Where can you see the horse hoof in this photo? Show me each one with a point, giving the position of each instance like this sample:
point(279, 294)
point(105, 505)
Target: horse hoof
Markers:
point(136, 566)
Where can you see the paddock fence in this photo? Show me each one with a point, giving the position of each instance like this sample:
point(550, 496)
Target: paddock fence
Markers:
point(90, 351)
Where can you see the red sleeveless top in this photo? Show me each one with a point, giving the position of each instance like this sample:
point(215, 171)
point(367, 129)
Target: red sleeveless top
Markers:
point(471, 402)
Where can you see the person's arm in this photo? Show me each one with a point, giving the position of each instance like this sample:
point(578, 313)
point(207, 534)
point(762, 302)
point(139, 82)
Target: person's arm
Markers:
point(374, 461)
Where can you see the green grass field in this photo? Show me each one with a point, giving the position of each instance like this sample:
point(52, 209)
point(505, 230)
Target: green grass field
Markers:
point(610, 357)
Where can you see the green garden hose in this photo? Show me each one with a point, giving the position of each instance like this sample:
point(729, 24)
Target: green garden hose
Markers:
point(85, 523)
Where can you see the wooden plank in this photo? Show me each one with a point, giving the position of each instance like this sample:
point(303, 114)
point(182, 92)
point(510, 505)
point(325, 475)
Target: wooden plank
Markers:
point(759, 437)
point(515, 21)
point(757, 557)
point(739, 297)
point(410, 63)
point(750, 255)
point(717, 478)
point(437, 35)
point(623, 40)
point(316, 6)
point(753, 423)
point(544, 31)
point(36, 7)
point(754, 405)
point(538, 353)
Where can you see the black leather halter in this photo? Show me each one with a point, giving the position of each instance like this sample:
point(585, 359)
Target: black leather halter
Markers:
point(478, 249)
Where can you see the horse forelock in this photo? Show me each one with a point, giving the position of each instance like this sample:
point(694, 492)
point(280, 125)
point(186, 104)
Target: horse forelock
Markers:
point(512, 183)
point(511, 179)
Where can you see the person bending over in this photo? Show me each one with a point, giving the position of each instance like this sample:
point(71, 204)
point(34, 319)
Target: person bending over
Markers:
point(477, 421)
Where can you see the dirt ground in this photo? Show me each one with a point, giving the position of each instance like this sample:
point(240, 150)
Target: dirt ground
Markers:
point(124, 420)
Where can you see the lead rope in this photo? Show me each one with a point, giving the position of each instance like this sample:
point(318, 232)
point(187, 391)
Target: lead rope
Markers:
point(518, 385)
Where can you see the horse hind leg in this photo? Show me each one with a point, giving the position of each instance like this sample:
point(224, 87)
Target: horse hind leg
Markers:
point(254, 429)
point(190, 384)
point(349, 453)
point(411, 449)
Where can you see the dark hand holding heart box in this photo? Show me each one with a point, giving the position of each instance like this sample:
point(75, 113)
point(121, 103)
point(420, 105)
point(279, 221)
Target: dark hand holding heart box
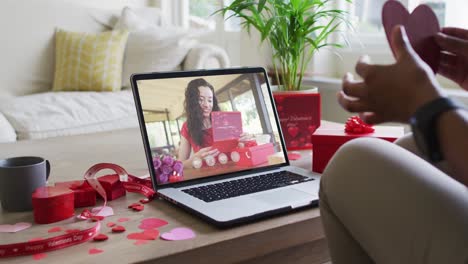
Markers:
point(299, 114)
point(330, 136)
point(421, 26)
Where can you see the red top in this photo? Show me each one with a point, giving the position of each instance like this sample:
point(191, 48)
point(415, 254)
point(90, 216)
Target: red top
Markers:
point(207, 137)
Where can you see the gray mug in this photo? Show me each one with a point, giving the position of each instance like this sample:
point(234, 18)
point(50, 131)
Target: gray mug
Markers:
point(19, 177)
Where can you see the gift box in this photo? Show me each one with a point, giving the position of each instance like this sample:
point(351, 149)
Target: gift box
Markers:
point(84, 194)
point(330, 136)
point(253, 156)
point(227, 128)
point(113, 186)
point(299, 114)
point(52, 204)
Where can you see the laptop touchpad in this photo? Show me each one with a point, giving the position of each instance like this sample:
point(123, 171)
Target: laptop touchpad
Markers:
point(286, 196)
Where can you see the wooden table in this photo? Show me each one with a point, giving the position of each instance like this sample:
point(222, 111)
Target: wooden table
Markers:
point(293, 238)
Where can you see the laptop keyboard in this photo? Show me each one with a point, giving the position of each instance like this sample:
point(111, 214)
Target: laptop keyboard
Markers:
point(238, 187)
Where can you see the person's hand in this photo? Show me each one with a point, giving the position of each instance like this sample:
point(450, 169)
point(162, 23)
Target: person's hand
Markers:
point(204, 152)
point(454, 56)
point(390, 92)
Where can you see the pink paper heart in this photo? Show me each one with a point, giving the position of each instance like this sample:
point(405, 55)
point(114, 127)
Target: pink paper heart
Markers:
point(106, 211)
point(93, 251)
point(150, 223)
point(180, 233)
point(14, 228)
point(149, 234)
point(421, 26)
point(55, 229)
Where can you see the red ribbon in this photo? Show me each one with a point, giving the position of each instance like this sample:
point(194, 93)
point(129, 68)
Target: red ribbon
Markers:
point(130, 183)
point(53, 243)
point(355, 125)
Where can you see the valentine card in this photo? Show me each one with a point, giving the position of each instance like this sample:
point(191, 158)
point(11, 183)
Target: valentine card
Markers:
point(226, 125)
point(299, 114)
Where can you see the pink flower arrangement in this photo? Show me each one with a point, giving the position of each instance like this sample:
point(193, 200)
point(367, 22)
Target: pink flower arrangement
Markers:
point(168, 169)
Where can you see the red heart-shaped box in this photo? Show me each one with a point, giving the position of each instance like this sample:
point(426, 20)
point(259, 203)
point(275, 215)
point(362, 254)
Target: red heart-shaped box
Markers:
point(84, 194)
point(52, 204)
point(421, 26)
point(113, 186)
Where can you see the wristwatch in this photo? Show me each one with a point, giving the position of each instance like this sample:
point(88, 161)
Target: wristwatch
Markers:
point(424, 126)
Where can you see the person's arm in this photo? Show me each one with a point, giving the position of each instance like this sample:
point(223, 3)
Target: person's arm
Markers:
point(394, 93)
point(452, 131)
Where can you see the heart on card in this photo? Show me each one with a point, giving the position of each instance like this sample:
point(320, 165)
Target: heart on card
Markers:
point(293, 131)
point(151, 223)
point(180, 233)
point(14, 228)
point(149, 234)
point(39, 256)
point(421, 26)
point(93, 251)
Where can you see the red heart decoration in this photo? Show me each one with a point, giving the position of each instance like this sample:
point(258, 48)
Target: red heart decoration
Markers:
point(293, 131)
point(151, 223)
point(100, 237)
point(421, 26)
point(312, 128)
point(150, 234)
point(55, 229)
point(95, 251)
point(118, 229)
point(39, 256)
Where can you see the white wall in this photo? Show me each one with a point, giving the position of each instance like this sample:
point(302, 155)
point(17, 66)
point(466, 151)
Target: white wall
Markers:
point(110, 4)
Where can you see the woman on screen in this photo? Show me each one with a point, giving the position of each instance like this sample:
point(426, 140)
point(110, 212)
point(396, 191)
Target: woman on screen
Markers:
point(197, 133)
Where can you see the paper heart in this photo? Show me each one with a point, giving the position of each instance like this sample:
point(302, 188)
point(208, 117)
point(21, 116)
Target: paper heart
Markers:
point(180, 233)
point(140, 242)
point(118, 229)
point(149, 234)
point(14, 228)
point(421, 26)
point(293, 131)
point(151, 223)
point(93, 251)
point(39, 256)
point(54, 229)
point(105, 211)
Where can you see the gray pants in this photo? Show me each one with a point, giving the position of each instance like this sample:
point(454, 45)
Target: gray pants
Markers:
point(381, 203)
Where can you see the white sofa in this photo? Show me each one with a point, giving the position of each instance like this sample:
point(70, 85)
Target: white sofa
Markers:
point(28, 107)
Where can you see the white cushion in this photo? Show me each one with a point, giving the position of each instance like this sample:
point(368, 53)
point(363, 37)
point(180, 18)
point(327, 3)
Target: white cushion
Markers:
point(151, 45)
point(68, 113)
point(7, 133)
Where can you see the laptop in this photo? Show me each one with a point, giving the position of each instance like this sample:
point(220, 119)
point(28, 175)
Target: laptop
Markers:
point(222, 128)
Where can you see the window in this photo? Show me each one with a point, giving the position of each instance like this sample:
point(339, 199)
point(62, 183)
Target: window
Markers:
point(200, 15)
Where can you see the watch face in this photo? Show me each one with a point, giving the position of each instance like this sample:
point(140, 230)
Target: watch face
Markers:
point(418, 136)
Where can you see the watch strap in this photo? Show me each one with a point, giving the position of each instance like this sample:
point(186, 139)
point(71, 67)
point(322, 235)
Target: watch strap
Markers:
point(428, 115)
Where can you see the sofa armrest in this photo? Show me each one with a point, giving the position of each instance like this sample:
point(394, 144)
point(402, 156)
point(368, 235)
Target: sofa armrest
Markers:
point(206, 56)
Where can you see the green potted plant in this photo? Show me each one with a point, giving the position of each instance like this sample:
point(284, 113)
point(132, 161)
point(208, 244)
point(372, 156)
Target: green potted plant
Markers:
point(295, 30)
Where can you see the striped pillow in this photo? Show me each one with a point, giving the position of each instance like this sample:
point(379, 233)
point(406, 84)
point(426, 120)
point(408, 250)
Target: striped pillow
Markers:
point(89, 62)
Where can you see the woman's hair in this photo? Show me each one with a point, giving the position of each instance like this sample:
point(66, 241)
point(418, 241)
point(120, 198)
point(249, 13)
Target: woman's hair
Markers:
point(193, 110)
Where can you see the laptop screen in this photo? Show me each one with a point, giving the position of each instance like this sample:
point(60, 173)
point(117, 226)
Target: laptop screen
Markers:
point(206, 123)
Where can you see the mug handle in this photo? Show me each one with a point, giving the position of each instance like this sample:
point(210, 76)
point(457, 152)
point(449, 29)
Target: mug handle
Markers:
point(47, 169)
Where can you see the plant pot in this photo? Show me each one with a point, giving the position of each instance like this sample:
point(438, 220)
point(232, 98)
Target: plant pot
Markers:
point(299, 114)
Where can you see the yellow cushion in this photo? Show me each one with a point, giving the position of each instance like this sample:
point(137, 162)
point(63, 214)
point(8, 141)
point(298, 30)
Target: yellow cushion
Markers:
point(89, 62)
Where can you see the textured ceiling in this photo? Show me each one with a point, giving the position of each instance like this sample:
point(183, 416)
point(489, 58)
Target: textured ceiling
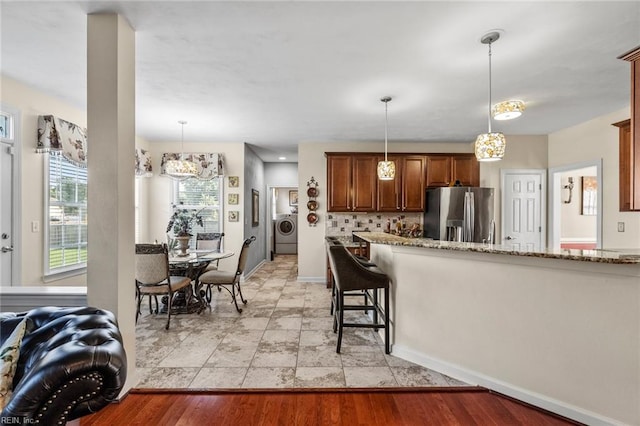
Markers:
point(274, 74)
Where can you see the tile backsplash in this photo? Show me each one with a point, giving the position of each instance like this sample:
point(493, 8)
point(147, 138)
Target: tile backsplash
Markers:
point(343, 224)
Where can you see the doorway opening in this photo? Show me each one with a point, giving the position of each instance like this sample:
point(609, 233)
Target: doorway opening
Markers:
point(282, 231)
point(575, 206)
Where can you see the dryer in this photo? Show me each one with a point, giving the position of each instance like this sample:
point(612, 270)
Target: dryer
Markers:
point(286, 234)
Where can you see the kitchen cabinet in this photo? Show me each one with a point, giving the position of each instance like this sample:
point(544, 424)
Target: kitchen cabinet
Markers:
point(626, 184)
point(630, 141)
point(406, 192)
point(445, 169)
point(351, 183)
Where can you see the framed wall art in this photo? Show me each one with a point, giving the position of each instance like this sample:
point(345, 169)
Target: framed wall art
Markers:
point(293, 197)
point(588, 195)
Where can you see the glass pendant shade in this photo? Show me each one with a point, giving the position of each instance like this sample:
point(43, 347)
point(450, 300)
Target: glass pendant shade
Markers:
point(386, 170)
point(490, 146)
point(507, 110)
point(181, 168)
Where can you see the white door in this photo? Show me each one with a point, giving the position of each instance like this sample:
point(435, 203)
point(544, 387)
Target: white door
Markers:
point(522, 209)
point(6, 208)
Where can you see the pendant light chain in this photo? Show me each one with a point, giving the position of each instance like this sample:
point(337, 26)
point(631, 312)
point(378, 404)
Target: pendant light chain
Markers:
point(182, 122)
point(386, 123)
point(489, 114)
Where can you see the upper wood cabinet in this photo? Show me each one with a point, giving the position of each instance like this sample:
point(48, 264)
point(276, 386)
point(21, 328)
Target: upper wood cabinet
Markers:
point(630, 141)
point(351, 183)
point(405, 193)
point(445, 169)
point(626, 184)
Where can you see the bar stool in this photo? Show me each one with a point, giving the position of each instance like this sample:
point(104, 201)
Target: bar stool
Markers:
point(350, 275)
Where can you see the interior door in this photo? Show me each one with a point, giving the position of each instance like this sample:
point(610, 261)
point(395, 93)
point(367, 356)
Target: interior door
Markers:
point(522, 224)
point(6, 208)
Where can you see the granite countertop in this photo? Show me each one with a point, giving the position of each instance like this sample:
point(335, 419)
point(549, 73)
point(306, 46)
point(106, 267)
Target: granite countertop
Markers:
point(613, 256)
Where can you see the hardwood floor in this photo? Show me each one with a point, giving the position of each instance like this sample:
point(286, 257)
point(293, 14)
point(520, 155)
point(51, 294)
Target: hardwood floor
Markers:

EXERCISE OBJECTIVE → Rewrite the records from the line that has "Where can you see the white cushion" through the line that has "point(7, 133)", substituting "gray pillow" for "white cushion" and leaving everything else as it stands.

COMPLETED EXERCISE →
Where can you see the gray pillow in this photo? Show me each one with a point, giving the position of each instance like this sample:
point(368, 53)
point(363, 37)
point(180, 18)
point(327, 3)
Target: gray pillow
Markers:
point(151, 45)
point(68, 113)
point(7, 133)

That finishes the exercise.